Stated goal
Write out each of the lines below word for word, with no changes.

Entries from an annotation dataset
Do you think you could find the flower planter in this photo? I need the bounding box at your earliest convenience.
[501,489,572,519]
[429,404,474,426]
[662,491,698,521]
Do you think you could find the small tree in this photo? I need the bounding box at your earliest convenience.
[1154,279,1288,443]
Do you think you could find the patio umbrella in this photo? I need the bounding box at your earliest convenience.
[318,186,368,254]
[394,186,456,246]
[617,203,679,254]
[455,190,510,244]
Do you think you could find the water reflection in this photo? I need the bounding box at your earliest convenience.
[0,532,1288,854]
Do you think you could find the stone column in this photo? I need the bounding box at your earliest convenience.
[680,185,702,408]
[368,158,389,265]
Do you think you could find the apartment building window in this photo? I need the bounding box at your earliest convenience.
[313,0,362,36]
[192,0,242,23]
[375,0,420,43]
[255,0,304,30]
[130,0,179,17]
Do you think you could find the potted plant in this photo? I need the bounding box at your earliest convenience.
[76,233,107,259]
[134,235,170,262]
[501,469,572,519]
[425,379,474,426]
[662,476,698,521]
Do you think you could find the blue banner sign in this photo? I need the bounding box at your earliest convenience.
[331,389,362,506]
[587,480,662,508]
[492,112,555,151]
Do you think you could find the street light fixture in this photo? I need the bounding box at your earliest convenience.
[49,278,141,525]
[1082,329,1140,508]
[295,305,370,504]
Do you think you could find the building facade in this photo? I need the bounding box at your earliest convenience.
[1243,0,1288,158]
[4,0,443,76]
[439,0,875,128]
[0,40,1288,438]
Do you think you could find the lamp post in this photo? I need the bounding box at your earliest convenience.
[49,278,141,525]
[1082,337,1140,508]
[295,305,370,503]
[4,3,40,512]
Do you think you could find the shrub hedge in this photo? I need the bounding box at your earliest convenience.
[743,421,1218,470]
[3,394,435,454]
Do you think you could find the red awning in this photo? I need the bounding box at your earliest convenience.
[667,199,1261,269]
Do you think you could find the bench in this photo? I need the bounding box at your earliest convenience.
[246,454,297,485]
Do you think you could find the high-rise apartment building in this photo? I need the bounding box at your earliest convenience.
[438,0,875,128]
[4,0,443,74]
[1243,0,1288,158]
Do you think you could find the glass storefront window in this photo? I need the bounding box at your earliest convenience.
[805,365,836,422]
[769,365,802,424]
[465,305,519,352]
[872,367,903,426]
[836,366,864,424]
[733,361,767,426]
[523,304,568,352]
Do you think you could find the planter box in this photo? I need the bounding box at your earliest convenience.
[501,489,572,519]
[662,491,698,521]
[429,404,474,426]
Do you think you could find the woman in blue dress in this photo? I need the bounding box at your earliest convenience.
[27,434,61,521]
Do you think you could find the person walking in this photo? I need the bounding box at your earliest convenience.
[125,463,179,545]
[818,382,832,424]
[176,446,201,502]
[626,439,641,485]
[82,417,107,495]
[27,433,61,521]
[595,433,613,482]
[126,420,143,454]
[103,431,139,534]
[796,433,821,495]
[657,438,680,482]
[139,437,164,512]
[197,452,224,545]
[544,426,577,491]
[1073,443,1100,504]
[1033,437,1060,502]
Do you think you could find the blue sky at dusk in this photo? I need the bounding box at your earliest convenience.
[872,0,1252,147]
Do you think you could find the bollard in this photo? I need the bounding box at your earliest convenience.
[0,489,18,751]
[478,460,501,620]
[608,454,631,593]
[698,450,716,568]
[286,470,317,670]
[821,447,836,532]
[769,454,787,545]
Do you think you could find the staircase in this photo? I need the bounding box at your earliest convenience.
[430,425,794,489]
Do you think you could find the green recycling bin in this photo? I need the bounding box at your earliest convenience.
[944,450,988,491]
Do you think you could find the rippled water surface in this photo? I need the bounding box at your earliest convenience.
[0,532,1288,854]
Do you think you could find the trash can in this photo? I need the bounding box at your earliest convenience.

Final result
Do you think you could find the flower planter in this photo? I need the bounding box at your earliest convenience.
[501,489,572,519]
[429,404,474,426]
[662,491,698,521]
Do you think you could find the small tree in this photo? I need the bounding box at your earliest convenience.
[1154,279,1288,443]
Do you think you could find the patio umbrella in this photo? I need the bounding box at your earliest convenience.
[318,186,368,254]
[394,186,456,246]
[617,203,679,254]
[455,190,510,244]
Do you think you could find the water reflection in this photo? I need the bounding box at your earliest convenience.
[0,532,1288,854]
Do you think you could find the stone column in this photo? I need the bounding box at your earliest convenience.
[680,185,702,408]
[368,158,389,265]
Do you think you could find the apartment building window in this photo? I need the bounding box at your earliest convenience.
[313,0,362,36]
[192,0,242,23]
[375,0,420,43]
[255,0,304,30]
[130,0,179,17]
Do you think you could find the potted plant in this photo? I need the bounding box at your earliest convenience.
[76,233,107,259]
[134,235,170,262]
[501,469,572,519]
[425,379,474,426]
[662,476,698,521]
Do you think you could find the blue banner sign in this photo? I need the bounding box at your earliest convenience.
[331,389,362,506]
[587,480,662,508]
[492,112,555,151]
Do you think you could find the street light fixture in this photo? I need the bounding box at your earliest convenience.
[49,278,141,525]
[1082,329,1140,508]
[295,305,370,504]
Do you think you could find the building facade in this photo? I need the bounding box at your earliest convenience.
[1243,0,1288,158]
[4,0,443,76]
[439,0,875,128]
[0,40,1288,438]
Do you think you could find the lamp post in this photo? I need the bounding box at your earliest convenience.
[49,278,141,525]
[1082,337,1140,508]
[295,305,370,503]
[4,3,40,512]
Do you think you could find the shrub hedge in this photo? I need the bounding box at your earliest convenience.
[743,421,1218,470]
[3,394,435,454]
Do you think you could find the red awning in this photo? I need the bounding box at your earliest convenience.
[667,199,1261,269]
Do you think you could find the bench in this photo? I need the bounding box at your earliest convenience.
[246,454,297,485]
Do you think you could find the high-rise apartment building in this photo? I need the bounding box at your earliest convenience.
[438,0,875,128]
[4,0,443,74]
[1243,0,1288,158]
Do you think you could find the glass storefront window in this photo? I need the bounding box at your earliest convenience.
[805,365,836,422]
[769,365,802,424]
[465,305,519,352]
[872,367,903,426]
[836,366,864,424]
[733,361,767,426]
[523,304,568,352]
Do you think you could find the planter box in this photo? I need the bounding box at your earliest convenience.
[501,489,572,519]
[662,491,698,521]
[429,404,474,426]
Do you think you could find the woman in blue dress in this photo? I need the bounding box at your earliest convenience.
[27,434,61,521]
Do you think you could find the person walking in this photo? I need the bounding box at your earliest convenience.
[125,463,179,545]
[818,382,832,424]
[176,446,201,502]
[626,439,641,485]
[82,417,107,495]
[27,433,61,521]
[595,433,613,482]
[126,420,143,454]
[103,431,139,534]
[796,433,821,495]
[657,438,680,482]
[139,437,164,512]
[197,452,224,545]
[544,426,577,491]
[1073,443,1100,504]
[1033,437,1060,502]
Do you think you could find the blue sky at dusk in this photo? I need the bounding box at your earliest convenience.
[872,0,1252,147]
Do you think you could find the bollard in this photo? I need the bounding box at your earliest convenience.
[0,489,18,751]
[478,460,501,620]
[608,454,631,593]
[698,450,716,568]
[286,470,317,670]
[821,447,836,532]
[769,454,787,545]
Do you think you could find the staircase in this photo? I need the bounding box at your earliest convenience.
[430,425,794,489]
Do you think you could find the green recycling bin in this photo? I need the bounding box at your earliest convenience.
[944,450,988,491]
Do you think you could find the rippled water surface in this photo? I need the bounding box at your earliest convenience.
[0,532,1288,854]
Do you think you could find the trash can in this photo? I need the bounding box at your earliest convenience.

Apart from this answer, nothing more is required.